The data follows this line. Copy verbatim the line with "compact like (761,400)." and each line after it to the end.

---

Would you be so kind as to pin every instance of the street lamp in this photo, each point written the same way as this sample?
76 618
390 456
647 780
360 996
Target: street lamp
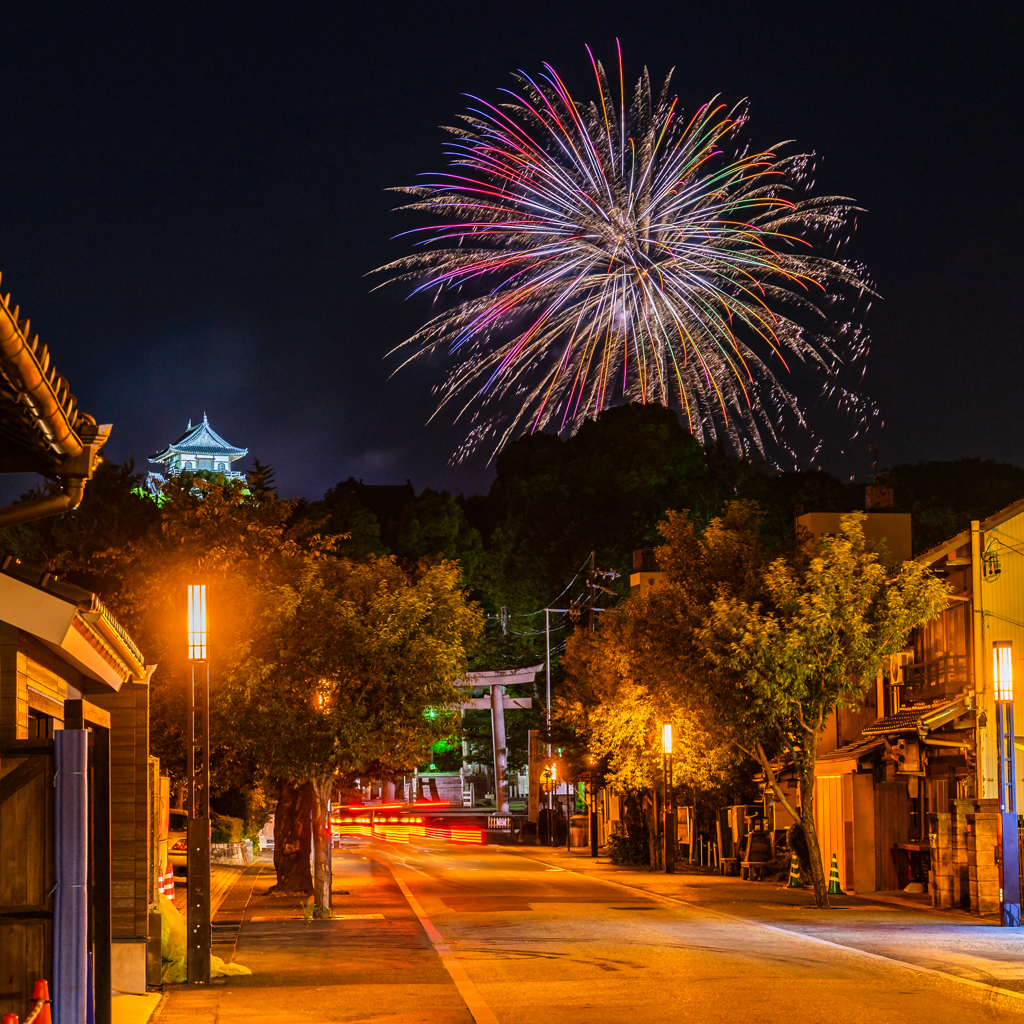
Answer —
670 815
198 864
1003 686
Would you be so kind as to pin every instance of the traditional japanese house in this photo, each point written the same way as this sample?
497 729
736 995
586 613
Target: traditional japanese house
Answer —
907 783
200 448
74 742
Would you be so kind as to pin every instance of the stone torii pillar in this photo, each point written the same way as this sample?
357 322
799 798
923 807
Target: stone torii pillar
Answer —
498 702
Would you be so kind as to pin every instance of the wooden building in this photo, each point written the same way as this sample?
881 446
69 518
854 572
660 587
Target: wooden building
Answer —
66 664
74 840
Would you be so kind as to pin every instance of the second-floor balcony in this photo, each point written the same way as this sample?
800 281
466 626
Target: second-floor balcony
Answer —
941 677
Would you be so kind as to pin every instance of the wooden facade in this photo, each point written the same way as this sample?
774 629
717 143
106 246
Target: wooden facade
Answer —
66 664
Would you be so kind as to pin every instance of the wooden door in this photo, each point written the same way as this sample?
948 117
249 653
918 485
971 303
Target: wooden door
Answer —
27 877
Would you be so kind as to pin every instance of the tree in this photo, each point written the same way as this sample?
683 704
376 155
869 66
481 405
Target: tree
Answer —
615 707
768 647
351 666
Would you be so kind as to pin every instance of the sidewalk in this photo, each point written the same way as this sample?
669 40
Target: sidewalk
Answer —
378 956
895 926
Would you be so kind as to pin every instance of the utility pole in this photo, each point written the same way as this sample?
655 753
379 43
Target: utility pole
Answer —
200 933
590 582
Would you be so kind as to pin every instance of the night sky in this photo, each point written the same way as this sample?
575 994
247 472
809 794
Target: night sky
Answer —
193 195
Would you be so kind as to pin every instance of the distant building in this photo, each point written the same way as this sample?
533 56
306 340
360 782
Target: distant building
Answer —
198 449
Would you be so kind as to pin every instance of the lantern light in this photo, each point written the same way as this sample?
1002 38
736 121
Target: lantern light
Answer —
1003 670
197 623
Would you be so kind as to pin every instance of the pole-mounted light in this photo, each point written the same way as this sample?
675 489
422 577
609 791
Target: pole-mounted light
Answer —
1003 670
197 622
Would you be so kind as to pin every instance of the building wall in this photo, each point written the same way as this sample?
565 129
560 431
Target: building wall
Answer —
129 809
1000 601
890 528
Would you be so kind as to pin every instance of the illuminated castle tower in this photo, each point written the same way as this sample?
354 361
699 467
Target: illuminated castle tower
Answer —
199 448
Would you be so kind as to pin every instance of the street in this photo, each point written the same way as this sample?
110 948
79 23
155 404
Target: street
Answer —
511 936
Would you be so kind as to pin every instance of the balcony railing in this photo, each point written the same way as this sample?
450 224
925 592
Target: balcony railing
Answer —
941 677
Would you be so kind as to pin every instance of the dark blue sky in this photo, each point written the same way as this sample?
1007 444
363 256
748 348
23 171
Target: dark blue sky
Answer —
193 194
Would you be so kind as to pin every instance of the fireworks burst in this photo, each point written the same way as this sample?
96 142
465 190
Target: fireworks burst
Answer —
590 254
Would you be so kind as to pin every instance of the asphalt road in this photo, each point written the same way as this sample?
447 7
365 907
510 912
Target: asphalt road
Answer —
542 944
441 935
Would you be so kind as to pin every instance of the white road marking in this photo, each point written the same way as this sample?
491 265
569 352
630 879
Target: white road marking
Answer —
482 1014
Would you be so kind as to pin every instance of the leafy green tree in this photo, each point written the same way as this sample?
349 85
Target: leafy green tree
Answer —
351 665
767 646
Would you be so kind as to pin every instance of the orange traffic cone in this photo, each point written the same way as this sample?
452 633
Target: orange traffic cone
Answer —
41 991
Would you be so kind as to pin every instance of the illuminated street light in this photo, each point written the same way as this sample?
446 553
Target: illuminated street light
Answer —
1003 670
670 815
200 934
1003 690
197 623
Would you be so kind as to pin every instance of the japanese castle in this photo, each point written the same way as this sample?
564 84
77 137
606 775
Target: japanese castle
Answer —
200 448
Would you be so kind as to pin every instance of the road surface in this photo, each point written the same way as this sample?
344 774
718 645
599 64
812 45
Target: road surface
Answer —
457 936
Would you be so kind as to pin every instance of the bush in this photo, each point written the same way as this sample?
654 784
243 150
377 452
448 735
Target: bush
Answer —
629 847
226 829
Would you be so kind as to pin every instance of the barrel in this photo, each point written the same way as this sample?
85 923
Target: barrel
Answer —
580 829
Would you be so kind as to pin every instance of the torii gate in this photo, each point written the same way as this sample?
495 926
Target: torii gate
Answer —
498 702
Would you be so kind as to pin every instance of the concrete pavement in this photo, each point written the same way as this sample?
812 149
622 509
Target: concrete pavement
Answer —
526 935
904 929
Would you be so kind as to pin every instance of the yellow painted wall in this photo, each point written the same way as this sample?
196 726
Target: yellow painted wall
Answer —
1000 601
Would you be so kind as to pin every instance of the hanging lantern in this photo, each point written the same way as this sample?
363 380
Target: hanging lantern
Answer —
1003 671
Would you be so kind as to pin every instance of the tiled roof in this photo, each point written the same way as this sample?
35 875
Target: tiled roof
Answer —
42 429
200 440
857 749
916 717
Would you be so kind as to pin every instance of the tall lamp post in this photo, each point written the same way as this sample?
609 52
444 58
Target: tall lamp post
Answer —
200 932
1003 683
670 810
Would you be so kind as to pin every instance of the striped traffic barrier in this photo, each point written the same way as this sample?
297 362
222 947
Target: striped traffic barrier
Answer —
795 882
834 886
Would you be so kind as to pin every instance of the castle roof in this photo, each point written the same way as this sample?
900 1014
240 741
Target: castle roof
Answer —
201 440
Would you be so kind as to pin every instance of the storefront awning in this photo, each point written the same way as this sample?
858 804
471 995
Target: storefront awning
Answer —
919 719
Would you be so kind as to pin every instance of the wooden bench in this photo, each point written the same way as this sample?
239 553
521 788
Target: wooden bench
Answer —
751 869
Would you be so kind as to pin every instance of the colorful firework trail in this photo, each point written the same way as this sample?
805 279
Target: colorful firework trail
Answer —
586 255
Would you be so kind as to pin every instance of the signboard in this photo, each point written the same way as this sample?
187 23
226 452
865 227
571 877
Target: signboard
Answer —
684 823
536 767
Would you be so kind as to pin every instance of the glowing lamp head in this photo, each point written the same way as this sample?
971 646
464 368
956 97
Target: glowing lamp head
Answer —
1003 670
197 623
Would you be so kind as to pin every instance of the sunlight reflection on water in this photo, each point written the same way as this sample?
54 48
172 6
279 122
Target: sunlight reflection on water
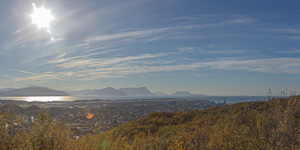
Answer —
40 98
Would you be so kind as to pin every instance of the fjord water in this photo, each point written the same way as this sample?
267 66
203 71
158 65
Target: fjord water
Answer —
40 98
218 99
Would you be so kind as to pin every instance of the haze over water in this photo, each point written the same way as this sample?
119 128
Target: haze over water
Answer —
228 99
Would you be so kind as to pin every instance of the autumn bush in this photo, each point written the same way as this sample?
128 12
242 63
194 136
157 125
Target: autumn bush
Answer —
262 125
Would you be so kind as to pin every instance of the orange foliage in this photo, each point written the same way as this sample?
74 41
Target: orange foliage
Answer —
90 116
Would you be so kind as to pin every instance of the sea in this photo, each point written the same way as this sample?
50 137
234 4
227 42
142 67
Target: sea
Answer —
217 99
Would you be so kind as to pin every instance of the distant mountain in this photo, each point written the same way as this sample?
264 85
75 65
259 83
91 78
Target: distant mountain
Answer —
33 91
141 91
107 92
159 93
182 93
6 89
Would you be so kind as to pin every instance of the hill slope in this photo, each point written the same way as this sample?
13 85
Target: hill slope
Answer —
253 125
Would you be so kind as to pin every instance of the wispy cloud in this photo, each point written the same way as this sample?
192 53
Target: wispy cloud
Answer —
38 78
292 50
22 71
212 50
274 65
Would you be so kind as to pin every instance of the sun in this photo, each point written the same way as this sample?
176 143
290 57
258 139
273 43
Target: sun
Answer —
41 17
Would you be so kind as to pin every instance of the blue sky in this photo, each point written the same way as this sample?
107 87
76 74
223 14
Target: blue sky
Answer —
212 47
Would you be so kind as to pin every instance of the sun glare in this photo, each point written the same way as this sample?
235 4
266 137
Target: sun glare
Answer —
41 17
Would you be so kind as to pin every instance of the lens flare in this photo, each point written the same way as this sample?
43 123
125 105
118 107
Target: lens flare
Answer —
90 116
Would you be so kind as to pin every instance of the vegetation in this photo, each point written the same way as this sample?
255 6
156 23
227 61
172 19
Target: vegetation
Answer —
272 124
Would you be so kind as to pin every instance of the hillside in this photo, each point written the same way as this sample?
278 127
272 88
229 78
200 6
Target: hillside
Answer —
272 124
253 125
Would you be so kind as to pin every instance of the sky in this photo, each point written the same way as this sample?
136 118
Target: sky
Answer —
212 47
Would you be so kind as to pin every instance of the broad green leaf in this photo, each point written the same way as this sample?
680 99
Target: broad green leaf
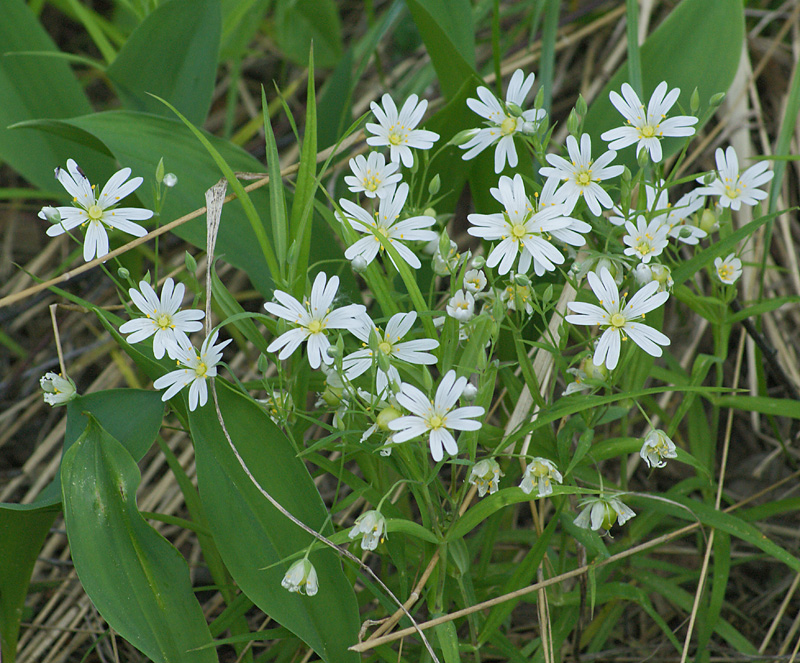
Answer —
446 28
678 51
172 54
112 409
22 534
299 23
252 535
145 594
34 87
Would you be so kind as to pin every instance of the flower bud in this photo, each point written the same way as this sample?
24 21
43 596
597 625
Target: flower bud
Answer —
694 101
57 389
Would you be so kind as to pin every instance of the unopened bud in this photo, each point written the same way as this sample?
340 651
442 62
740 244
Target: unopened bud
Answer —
694 101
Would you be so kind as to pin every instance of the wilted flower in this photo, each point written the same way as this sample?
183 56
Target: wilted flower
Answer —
603 512
543 472
301 578
485 474
57 389
657 446
372 525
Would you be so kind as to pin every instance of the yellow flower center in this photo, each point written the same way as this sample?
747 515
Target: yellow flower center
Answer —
519 231
95 212
618 320
508 126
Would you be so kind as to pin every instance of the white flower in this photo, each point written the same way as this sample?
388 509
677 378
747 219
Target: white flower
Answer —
312 320
162 318
734 188
57 389
301 578
645 240
372 525
461 306
398 130
485 474
619 319
436 416
390 345
521 230
474 281
501 123
581 175
197 368
372 176
728 270
383 222
647 128
98 212
603 512
675 217
543 472
645 273
657 446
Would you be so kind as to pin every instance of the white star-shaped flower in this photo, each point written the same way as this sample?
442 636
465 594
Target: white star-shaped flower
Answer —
581 175
733 188
522 231
398 130
372 176
646 128
728 270
618 319
197 368
384 222
163 320
501 123
645 240
97 212
436 417
390 344
312 320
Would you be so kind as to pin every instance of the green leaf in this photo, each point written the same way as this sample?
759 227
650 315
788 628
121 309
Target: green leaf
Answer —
447 30
145 594
299 23
252 535
172 54
678 51
22 534
34 87
138 140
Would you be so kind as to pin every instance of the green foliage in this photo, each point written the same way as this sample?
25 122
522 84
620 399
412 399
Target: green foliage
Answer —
113 547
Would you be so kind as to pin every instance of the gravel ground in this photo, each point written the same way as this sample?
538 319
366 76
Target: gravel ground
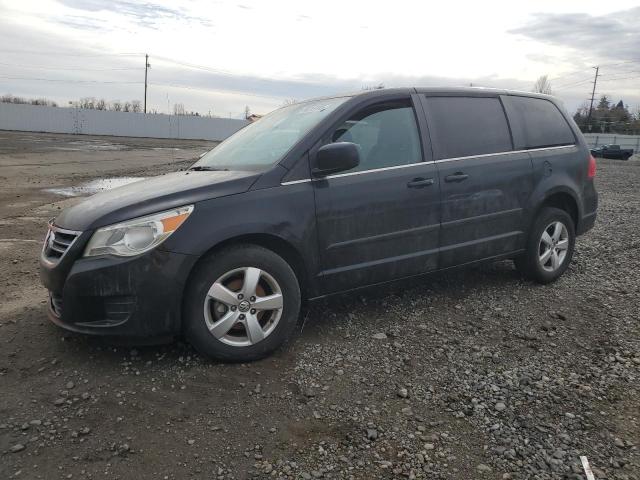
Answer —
476 374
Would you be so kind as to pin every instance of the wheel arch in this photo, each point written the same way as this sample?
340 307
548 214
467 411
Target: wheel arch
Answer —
563 201
276 244
561 197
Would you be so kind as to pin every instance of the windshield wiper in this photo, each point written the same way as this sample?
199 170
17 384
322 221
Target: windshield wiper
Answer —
204 168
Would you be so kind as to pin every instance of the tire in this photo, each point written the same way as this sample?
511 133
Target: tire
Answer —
537 263
224 325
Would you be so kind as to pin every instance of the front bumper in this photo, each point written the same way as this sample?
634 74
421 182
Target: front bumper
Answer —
126 297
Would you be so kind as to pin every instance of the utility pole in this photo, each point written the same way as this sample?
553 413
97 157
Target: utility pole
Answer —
593 94
146 67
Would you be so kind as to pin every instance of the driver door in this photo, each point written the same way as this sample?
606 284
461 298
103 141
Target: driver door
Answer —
379 221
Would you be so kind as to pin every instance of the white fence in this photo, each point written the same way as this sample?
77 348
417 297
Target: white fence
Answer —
625 141
33 118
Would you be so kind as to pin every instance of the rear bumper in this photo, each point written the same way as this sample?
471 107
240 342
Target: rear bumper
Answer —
126 297
587 223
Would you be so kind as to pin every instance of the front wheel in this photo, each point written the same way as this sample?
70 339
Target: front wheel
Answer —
241 304
550 246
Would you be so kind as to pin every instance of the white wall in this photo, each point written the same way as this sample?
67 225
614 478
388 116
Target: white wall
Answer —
35 118
625 141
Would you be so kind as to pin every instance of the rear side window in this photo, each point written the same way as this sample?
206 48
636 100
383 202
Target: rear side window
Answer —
537 123
467 126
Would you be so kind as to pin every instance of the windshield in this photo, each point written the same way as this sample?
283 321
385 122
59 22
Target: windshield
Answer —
266 141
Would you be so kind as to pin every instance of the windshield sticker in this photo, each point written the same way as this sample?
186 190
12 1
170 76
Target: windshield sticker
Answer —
313 108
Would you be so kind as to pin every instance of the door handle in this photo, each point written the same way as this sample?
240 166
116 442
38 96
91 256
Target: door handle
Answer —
456 177
420 182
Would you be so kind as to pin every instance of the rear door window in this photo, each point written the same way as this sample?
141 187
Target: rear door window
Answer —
537 123
467 126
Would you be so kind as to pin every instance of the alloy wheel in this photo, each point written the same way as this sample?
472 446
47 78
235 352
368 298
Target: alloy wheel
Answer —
243 306
553 246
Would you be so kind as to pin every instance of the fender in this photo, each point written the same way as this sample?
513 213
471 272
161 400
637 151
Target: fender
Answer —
286 214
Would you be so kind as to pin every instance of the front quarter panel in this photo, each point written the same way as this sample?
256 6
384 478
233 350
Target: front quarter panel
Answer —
283 211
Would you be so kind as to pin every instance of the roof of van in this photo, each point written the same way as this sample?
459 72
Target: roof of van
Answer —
436 91
474 91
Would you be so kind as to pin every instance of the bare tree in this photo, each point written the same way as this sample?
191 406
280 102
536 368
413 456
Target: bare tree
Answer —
34 101
543 85
178 109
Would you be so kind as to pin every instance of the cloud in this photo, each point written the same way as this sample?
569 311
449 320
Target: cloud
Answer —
611 36
147 14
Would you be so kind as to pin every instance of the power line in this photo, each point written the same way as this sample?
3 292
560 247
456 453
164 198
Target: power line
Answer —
62 80
620 78
44 52
42 67
593 93
236 92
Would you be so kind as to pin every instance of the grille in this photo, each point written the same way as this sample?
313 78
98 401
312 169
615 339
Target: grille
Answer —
56 303
58 242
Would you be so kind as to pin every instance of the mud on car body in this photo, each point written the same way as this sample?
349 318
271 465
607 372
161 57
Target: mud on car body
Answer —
318 198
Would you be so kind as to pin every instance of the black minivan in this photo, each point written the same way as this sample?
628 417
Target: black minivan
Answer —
321 197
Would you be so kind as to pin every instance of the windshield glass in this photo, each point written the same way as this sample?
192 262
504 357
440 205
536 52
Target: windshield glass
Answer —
266 141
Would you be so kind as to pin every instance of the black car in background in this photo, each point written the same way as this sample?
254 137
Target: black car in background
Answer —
322 197
612 151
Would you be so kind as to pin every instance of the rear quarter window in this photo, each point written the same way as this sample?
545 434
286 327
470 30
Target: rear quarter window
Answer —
467 126
537 123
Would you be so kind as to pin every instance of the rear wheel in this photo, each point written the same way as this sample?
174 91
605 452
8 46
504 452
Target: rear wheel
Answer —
549 247
242 303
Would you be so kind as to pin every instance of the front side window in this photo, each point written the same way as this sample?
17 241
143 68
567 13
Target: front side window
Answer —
387 136
265 142
467 126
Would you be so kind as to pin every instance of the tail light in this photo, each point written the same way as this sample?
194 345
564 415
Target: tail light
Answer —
591 173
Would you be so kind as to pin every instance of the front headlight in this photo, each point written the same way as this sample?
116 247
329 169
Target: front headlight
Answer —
137 235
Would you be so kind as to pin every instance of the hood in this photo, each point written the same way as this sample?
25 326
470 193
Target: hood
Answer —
153 195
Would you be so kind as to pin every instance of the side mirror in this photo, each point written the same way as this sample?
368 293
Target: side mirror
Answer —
336 157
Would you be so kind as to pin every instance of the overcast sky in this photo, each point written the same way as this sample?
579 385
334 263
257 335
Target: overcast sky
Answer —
218 56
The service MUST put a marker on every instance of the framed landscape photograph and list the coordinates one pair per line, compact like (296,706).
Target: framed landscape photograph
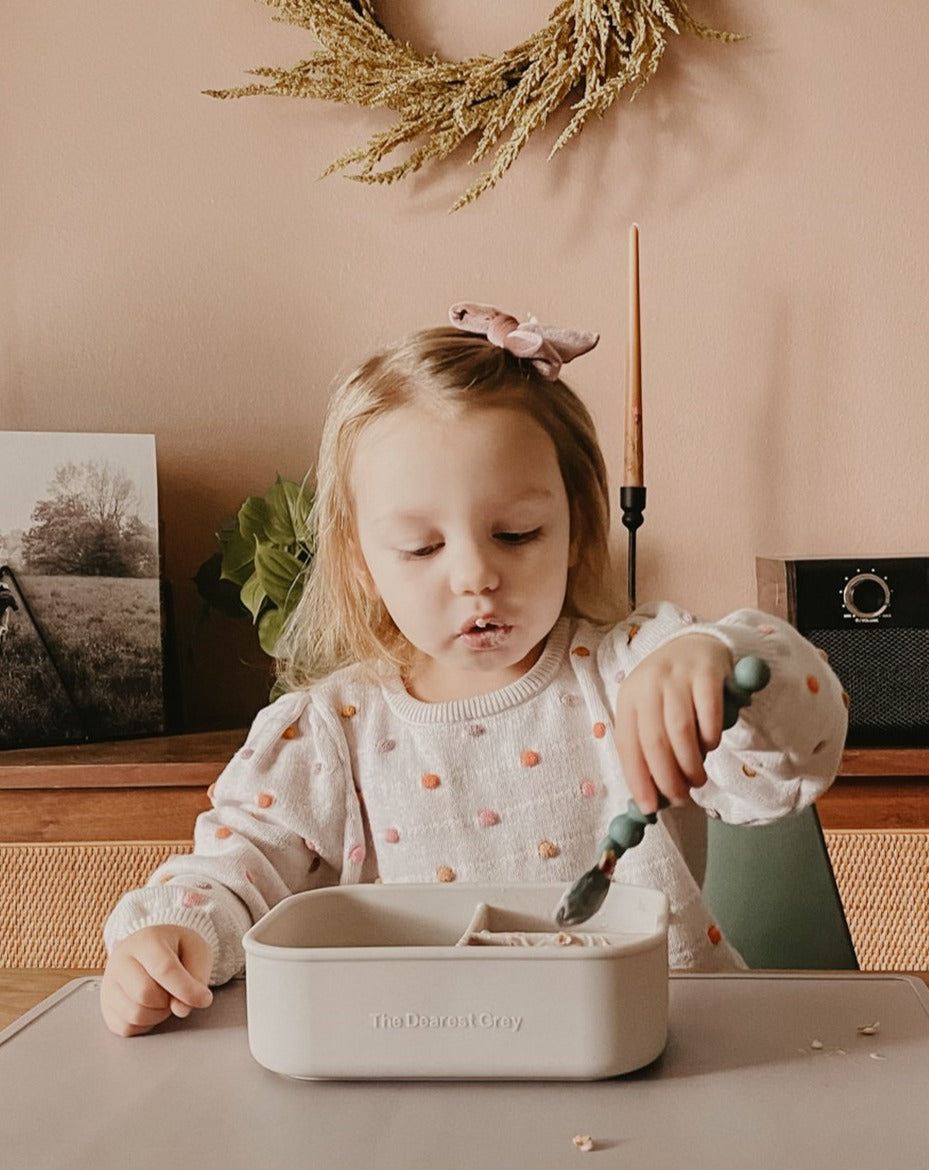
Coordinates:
(81,626)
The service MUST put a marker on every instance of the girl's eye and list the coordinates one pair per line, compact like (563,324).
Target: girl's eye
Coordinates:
(427,550)
(517,537)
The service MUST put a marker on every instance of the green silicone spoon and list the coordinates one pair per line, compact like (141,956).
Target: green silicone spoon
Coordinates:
(585,897)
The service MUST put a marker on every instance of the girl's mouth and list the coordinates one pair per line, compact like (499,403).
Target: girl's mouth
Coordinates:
(484,633)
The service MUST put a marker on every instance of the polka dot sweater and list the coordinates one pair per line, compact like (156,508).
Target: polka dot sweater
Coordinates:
(355,780)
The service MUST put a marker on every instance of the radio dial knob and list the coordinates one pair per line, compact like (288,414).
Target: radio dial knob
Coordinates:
(866,596)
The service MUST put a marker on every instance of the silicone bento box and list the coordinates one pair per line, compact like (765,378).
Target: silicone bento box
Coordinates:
(456,982)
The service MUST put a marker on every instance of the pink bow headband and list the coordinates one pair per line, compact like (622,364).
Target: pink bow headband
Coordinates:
(548,349)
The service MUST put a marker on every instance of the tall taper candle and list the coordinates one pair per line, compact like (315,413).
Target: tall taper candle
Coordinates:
(633,453)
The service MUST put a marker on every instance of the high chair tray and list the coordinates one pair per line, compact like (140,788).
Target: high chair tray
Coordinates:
(466,981)
(761,1069)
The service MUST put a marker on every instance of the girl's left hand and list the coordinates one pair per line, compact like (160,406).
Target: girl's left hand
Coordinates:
(669,714)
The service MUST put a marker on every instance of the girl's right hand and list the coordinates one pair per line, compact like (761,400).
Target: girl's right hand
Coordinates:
(153,974)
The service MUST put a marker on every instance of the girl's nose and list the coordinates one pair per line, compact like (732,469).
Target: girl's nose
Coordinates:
(474,571)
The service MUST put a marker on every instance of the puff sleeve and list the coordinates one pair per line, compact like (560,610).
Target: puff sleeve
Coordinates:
(785,749)
(284,818)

---

- Task output -
The service MUST put a marker on every instance of the girl's right hand and list the coordinates one pair per line, compact like (761,400).
Target: girl's right hand
Coordinates:
(153,974)
The service MUST put a marker on every instance of the girl's nose and list the coordinates one pair per line, compact like (732,469).
Target: girl's nose
Coordinates:
(474,571)
The service MUST put a marker on every instance of the puff sleeve and list the coordinates one pair per line, compact like (560,610).
Target: puff sleeve
Coordinates:
(785,749)
(284,818)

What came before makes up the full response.